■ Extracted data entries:
====

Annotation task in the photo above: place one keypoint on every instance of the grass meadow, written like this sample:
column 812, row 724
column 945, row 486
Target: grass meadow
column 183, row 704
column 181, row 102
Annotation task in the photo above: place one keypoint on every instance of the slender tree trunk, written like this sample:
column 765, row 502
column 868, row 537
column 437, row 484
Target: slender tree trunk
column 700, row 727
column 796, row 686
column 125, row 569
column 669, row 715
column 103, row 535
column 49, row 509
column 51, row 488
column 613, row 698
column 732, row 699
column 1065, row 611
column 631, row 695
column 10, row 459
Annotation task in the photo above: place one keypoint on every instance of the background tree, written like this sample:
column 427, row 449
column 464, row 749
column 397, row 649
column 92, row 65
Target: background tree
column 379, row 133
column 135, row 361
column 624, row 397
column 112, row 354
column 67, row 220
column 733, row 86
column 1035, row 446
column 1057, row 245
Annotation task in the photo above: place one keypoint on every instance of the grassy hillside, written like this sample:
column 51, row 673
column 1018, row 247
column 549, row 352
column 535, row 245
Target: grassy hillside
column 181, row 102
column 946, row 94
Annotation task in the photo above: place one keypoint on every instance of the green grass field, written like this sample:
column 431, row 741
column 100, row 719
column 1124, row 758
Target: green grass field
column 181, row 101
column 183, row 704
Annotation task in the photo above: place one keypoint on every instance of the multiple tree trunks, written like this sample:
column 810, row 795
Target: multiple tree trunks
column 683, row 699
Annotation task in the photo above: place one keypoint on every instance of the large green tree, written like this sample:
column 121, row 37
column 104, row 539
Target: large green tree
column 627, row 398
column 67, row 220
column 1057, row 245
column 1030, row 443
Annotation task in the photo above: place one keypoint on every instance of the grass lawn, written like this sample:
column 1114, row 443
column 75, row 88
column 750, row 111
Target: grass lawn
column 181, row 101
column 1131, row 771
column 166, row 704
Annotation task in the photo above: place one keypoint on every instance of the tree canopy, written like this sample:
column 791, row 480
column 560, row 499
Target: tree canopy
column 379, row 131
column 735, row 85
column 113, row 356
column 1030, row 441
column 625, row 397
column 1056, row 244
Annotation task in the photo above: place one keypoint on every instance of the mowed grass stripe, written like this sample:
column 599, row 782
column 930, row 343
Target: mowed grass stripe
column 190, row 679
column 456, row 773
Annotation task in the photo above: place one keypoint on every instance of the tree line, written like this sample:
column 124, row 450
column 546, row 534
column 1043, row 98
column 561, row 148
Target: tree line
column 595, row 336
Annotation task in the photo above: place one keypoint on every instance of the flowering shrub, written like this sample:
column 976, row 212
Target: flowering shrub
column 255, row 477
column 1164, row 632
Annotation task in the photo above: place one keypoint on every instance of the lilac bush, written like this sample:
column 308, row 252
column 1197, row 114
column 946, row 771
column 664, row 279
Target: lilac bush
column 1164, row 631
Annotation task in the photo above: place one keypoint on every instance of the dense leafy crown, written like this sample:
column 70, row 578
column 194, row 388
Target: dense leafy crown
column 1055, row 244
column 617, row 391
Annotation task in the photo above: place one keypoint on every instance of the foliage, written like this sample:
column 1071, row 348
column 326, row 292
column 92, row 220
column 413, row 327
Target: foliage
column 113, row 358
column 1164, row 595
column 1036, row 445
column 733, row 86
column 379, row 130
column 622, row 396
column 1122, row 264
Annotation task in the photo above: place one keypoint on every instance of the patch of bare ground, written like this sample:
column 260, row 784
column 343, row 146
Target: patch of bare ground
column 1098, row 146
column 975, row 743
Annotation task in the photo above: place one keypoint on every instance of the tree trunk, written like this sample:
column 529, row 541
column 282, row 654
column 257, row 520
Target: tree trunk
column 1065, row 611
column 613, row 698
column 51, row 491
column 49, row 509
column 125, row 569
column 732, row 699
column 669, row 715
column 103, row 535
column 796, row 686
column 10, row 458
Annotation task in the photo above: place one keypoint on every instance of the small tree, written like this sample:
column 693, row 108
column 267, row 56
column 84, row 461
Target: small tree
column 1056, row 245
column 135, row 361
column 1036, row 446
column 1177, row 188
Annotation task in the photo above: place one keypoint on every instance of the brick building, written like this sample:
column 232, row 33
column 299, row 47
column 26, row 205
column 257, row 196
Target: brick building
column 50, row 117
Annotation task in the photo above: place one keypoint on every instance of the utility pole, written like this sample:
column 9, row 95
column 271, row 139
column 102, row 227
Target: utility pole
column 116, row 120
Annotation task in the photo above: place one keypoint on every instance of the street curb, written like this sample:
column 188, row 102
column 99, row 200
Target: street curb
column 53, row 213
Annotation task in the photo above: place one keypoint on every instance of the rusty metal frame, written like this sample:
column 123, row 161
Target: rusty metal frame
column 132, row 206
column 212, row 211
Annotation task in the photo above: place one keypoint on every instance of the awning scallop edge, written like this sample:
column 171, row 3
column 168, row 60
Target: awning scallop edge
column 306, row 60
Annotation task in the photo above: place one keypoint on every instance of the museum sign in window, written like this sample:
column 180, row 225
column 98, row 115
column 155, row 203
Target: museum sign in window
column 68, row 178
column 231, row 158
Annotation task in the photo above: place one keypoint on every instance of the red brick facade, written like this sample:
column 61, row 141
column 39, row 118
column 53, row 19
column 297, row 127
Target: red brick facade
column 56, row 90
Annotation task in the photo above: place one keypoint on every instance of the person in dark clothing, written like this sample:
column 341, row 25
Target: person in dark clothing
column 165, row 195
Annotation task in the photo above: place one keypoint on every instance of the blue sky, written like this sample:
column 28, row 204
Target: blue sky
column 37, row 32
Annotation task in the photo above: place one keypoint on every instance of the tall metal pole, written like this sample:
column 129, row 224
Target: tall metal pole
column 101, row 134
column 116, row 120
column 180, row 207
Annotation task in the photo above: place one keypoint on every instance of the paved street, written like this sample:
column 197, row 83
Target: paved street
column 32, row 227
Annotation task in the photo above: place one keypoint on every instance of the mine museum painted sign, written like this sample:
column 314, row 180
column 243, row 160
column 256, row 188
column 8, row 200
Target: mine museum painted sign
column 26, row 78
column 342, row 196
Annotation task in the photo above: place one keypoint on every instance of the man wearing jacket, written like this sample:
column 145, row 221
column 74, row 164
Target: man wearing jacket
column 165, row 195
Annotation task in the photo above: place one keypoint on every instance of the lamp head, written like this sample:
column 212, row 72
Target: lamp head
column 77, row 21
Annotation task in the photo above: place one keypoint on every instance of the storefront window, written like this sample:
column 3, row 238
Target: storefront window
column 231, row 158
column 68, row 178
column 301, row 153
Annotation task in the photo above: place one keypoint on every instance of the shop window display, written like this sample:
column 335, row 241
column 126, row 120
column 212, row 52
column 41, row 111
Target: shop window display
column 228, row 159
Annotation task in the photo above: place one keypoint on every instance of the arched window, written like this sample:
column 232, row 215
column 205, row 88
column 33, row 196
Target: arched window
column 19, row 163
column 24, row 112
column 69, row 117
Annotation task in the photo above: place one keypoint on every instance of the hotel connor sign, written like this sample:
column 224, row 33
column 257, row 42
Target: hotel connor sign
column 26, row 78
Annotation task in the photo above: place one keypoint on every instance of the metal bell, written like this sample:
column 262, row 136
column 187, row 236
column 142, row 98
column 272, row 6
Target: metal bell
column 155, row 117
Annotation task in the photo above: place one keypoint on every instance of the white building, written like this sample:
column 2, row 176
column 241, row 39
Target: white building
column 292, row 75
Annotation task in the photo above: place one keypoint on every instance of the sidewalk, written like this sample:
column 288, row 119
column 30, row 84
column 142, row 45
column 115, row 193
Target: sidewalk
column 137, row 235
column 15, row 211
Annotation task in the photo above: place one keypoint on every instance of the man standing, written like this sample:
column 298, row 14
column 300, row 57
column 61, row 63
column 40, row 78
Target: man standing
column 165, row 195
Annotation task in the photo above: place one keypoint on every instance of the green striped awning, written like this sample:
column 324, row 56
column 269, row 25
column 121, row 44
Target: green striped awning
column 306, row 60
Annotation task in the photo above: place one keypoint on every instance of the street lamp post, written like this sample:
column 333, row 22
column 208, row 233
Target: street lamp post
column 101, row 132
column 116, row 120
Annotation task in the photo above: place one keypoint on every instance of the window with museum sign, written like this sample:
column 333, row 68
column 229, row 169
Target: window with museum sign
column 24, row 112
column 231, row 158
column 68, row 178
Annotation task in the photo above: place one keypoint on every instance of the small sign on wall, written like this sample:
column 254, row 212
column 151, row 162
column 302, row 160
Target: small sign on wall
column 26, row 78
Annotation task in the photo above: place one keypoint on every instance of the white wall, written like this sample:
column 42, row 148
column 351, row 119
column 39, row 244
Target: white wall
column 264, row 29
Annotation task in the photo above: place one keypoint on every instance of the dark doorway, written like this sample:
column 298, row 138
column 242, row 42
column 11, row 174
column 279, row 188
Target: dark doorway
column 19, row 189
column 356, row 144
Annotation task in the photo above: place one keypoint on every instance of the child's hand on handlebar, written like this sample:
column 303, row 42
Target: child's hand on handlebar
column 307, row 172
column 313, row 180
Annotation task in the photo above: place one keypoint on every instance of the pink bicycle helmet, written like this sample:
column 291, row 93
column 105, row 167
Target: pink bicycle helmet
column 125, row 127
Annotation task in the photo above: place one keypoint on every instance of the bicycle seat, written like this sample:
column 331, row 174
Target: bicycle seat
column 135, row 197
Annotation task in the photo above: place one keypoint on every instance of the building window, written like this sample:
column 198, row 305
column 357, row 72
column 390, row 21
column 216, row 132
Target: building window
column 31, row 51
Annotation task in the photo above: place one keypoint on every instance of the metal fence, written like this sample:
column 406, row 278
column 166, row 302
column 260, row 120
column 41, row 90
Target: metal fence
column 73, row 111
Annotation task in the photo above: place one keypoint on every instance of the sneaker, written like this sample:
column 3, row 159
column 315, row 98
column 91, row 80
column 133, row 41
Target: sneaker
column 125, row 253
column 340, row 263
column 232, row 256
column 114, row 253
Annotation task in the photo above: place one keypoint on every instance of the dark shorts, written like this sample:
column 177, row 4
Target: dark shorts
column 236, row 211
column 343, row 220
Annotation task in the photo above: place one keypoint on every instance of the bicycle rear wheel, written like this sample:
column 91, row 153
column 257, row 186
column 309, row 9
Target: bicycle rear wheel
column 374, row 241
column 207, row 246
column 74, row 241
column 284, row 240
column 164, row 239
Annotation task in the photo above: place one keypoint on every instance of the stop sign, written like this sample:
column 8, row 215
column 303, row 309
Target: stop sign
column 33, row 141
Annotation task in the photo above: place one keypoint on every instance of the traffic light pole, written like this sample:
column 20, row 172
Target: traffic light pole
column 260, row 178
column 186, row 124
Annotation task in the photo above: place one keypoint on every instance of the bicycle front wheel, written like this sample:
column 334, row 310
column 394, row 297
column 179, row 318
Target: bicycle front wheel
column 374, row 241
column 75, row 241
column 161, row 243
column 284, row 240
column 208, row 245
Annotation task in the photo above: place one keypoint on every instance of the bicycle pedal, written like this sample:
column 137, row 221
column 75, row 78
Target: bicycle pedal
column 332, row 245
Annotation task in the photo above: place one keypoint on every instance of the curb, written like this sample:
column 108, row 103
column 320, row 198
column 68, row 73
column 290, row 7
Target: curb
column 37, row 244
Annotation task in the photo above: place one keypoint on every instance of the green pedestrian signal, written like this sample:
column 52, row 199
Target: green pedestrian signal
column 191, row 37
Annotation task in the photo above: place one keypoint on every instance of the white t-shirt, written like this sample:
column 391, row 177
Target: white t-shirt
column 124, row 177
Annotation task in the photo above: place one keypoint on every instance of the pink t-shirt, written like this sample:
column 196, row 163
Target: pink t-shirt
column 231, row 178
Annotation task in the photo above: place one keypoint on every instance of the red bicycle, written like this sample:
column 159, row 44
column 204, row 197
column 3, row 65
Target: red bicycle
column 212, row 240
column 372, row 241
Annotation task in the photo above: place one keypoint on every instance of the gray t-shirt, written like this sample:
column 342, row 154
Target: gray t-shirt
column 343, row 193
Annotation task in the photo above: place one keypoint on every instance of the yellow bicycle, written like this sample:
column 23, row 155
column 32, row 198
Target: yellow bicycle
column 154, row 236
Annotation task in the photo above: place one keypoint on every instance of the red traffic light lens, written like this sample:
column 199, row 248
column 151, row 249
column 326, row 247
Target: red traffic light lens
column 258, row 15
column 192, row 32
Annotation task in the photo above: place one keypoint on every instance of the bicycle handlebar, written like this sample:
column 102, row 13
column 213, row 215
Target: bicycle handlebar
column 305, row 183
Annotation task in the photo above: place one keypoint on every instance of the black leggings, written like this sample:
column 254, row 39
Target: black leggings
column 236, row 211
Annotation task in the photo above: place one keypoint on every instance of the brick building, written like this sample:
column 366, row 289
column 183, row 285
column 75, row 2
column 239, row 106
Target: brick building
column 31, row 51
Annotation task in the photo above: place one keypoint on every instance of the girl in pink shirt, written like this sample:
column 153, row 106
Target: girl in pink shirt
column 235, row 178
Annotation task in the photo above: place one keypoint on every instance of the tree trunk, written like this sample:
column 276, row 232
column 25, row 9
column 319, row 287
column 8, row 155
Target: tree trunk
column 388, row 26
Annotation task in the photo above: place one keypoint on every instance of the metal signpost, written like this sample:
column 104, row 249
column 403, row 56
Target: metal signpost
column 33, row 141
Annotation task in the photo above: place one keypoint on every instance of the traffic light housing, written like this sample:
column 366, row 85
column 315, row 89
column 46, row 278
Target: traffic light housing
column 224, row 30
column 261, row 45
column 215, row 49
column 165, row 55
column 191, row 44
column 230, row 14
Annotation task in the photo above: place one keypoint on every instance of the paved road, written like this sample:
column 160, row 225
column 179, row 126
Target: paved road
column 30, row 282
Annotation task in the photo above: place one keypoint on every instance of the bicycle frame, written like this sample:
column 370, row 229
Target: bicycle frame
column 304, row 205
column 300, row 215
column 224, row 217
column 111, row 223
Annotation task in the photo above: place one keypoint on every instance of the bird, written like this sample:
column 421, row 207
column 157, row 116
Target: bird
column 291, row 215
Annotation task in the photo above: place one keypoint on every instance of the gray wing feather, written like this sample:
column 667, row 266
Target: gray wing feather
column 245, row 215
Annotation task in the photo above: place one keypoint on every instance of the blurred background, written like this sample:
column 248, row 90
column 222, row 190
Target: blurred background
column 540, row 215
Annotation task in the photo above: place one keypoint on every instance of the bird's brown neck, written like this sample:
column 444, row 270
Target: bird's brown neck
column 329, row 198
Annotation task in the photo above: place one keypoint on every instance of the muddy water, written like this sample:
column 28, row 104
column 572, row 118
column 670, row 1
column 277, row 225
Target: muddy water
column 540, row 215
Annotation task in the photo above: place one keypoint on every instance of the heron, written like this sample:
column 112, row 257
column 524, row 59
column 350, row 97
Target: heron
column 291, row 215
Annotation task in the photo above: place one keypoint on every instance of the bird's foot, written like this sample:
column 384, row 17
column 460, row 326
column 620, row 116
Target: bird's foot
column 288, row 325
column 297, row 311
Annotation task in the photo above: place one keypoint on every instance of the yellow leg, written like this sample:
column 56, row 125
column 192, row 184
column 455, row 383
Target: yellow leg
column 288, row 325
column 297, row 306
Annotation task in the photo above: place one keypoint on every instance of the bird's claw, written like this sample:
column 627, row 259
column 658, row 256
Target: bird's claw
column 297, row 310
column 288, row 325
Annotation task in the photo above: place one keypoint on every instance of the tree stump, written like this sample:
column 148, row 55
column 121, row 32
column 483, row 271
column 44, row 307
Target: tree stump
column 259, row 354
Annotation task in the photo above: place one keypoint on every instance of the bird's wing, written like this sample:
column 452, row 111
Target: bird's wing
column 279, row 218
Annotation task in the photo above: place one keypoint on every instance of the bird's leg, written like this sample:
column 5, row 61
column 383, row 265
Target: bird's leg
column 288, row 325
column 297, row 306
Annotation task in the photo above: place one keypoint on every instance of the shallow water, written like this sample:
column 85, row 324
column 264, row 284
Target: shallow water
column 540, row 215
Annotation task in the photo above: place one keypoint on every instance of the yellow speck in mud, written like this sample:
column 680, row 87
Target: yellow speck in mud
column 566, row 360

====

■ What is needed: Copy word for word the stretch of the records that starts with the line containing "white wall, written" and ends with the line containing "column 264, row 29". Include both of those lines.

■ Written reply:
Annotation task in the photo above: place one keypoint on every instance of the white wall, written like this sample:
column 42, row 148
column 351, row 119
column 39, row 244
Target: white wall
column 264, row 29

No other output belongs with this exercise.